SELECTED PASSAGE:
++++++++++++++++++++

Adriana Hunter studied French and Drama at the University of London. She has translated more than ninety books, including Marc Petitjean's The Heart: Frida Kahlo in Paris and Hervé Le Tellier's The Anomaly and Eléctrico W, winner of the French-American Foundation's 2013 Translation Prize in Fiction. She lives in Kent, England.
Reviews
"A book whose tale of incest and abuse is also the unsparing portrait of a prominent French family...breathtaking...powerful." --New York Times

"Free of voyeurism and elegantly written, The Familia Grande is...an artistic success." --New York Times Book Review

"[Kouchner's] memoir...sent shock waves into the heart of the French establishment...Her style is raw, breathless; she doesn't pull any punches." --The Guardian

"[A] moving, elegantly written memoir...A cathartic, blisteringly candid family portrait of abuse, dysfunction, and eventual epiphany." --Kirkus Reviews

"Kouchner risks it all by confronting the truth about her family and her stepfather's abuse...[She] writes in poetically short sentences, paragraphs, and chapters, helping to soften the raw and difficult subject matter." --Booklist

"Powerful...[Kouchner] paints a vivid picture of life growing up in a family of champagne socialists." --Sunday Times (UK)

++++++++++++++++++++

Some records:

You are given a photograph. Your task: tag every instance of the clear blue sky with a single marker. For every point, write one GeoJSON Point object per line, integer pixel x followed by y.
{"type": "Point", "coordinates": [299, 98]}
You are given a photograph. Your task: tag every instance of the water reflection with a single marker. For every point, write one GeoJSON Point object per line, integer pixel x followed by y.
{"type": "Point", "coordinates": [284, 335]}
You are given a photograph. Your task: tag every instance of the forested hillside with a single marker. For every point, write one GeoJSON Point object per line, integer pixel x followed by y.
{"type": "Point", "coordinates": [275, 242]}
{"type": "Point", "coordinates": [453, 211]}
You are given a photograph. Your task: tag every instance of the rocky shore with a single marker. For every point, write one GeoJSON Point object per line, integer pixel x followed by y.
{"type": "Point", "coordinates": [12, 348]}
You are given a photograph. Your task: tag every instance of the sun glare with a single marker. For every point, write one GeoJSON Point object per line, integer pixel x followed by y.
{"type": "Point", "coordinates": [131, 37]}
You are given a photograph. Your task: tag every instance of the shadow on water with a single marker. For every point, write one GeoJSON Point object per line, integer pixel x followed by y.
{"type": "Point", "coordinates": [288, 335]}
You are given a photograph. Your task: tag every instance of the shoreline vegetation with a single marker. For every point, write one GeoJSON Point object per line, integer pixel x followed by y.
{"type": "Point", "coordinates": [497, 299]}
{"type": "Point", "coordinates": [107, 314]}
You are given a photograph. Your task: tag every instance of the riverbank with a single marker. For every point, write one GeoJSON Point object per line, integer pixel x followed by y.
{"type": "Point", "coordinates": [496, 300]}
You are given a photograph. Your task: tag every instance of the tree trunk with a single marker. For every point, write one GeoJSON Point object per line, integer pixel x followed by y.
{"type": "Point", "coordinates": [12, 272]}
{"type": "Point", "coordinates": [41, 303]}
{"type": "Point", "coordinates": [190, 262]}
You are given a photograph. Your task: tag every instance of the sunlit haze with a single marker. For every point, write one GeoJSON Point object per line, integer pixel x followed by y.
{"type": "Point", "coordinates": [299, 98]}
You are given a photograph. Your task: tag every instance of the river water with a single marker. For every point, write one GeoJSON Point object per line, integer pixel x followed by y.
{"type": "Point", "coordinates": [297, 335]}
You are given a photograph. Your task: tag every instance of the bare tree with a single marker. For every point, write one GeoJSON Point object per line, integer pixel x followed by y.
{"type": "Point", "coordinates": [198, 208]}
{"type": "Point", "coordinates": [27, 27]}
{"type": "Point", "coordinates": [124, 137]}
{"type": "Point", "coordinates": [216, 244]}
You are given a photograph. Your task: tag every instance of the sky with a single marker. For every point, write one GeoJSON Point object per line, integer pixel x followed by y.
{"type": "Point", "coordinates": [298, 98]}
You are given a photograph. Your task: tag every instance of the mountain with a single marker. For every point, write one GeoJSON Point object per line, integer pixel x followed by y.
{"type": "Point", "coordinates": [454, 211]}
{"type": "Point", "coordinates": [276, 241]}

++++++++++++++++++++

SET TASKS:
1 – According to the passage, where does Adriana Hunter live?
2 – Please reproduce, word for word, the lines of the records from the line containing "of the mountain" through the end of the records, both ends included.
The passage and the records have no connection to each other.

SOLVED TASKS:
1 – Kent, England.

2 –
You are given a photograph. Your task: tag every instance of the mountain with a single marker. For every point, write one GeoJSON Point object per line, integer pixel x followed by y.
{"type": "Point", "coordinates": [454, 211]}
{"type": "Point", "coordinates": [276, 241]}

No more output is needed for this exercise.